Stored rows
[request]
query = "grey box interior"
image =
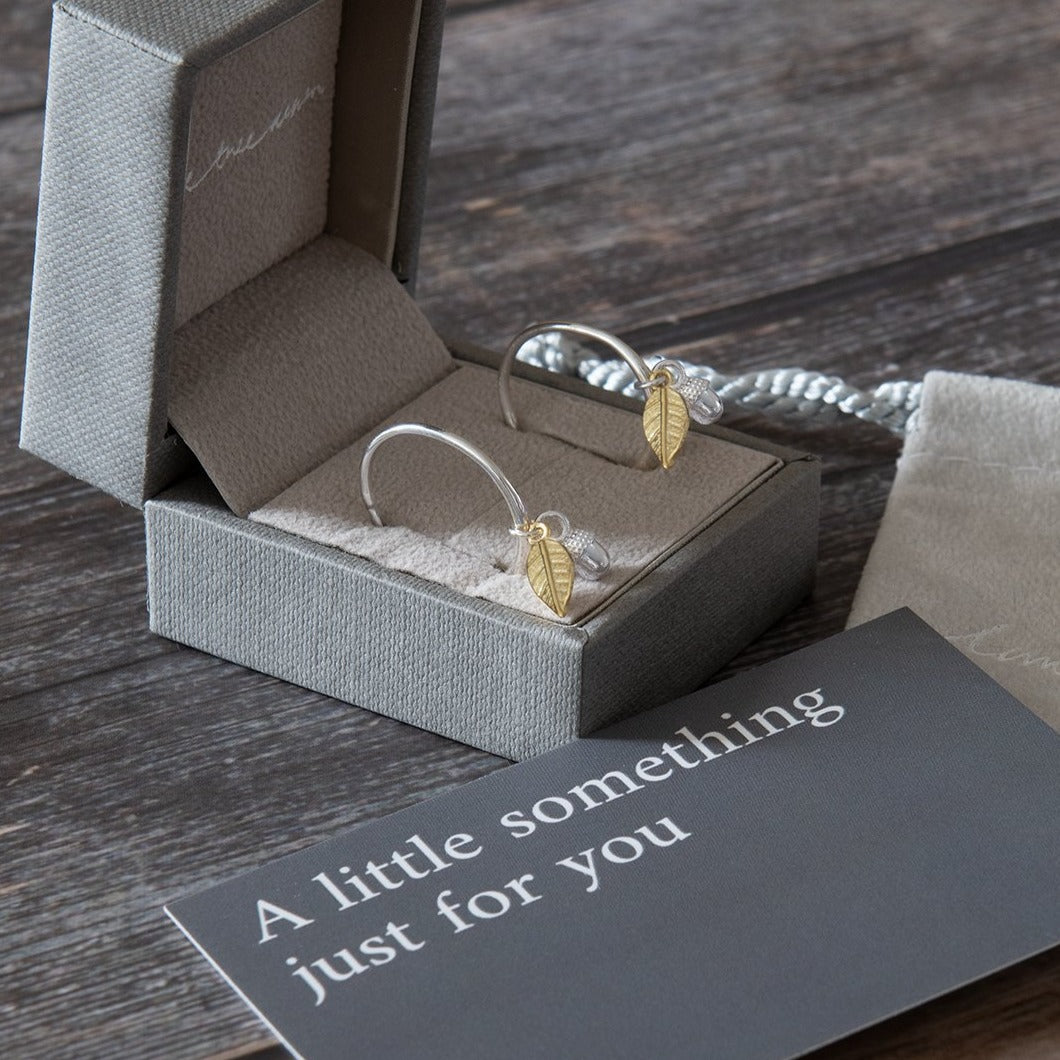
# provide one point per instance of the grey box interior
(268, 320)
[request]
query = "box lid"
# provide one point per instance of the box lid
(127, 81)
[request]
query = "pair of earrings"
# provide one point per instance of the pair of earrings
(552, 547)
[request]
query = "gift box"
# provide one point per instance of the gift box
(222, 318)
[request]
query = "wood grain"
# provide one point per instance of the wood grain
(868, 188)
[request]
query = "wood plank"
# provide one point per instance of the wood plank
(736, 151)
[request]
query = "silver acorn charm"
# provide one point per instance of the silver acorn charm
(590, 558)
(704, 404)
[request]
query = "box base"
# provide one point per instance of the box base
(471, 670)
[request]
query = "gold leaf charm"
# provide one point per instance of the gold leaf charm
(550, 569)
(666, 422)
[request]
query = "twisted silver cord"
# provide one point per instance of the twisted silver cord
(791, 392)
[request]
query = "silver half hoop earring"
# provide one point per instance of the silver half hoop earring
(553, 547)
(673, 398)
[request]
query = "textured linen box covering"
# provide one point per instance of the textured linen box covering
(152, 244)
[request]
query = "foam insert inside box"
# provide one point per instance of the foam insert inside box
(284, 445)
(230, 212)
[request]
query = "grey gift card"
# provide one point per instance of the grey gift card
(753, 870)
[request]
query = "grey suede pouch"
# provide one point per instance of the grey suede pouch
(970, 539)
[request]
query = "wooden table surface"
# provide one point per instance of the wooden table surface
(869, 188)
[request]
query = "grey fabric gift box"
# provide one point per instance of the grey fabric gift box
(126, 259)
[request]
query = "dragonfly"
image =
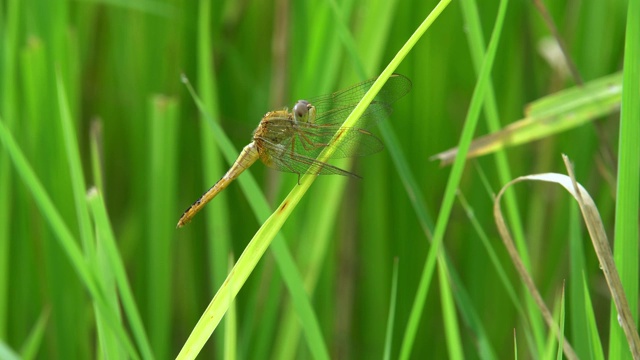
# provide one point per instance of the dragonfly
(291, 140)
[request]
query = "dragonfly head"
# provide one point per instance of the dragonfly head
(303, 111)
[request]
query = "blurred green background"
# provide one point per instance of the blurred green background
(120, 63)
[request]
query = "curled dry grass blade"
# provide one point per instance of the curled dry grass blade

Written task
Which lines of the records contain the word "gold"? Copy each of them.

Answer to this problem
query = "gold leaf charm"
# provide one point per instance of the gold leaf charm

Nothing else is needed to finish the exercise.